Return each line from the rows below that contains the string "skull", treating uppercase and lowercase as different.
Records supplied start
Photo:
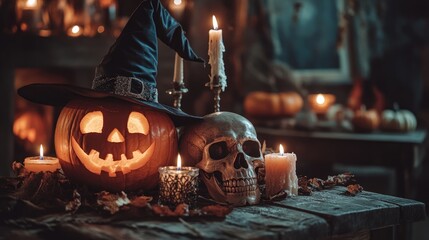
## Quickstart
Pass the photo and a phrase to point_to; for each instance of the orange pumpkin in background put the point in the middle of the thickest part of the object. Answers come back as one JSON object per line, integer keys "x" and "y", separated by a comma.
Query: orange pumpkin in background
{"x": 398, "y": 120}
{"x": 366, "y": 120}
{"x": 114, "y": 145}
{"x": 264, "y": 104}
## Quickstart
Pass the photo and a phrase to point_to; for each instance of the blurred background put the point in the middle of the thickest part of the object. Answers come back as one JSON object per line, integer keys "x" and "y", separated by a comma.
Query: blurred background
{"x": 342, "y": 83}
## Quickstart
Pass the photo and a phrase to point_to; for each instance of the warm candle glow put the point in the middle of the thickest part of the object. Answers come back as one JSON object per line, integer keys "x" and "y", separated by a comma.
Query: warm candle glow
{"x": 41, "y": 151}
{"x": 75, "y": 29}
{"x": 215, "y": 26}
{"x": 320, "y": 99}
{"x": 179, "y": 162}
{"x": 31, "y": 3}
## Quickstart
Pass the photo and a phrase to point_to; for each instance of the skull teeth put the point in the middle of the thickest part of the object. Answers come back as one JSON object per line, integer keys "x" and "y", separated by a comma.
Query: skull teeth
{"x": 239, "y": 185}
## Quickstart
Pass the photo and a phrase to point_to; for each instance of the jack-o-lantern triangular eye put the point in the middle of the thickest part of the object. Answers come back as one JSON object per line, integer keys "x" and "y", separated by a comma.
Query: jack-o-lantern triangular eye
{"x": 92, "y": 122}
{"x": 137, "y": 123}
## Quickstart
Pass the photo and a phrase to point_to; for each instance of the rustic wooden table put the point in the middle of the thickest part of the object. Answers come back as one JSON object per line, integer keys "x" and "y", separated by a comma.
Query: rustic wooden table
Records supplied end
■ Solution to the exercise
Pass the photo and a phrase to point_to; for each instance of the skull teeth put the point in the middle of the thickest part of the object. Answers come back as one JSON object per line, integer keys "x" and "y", separated by a comma.
Query: skull teeth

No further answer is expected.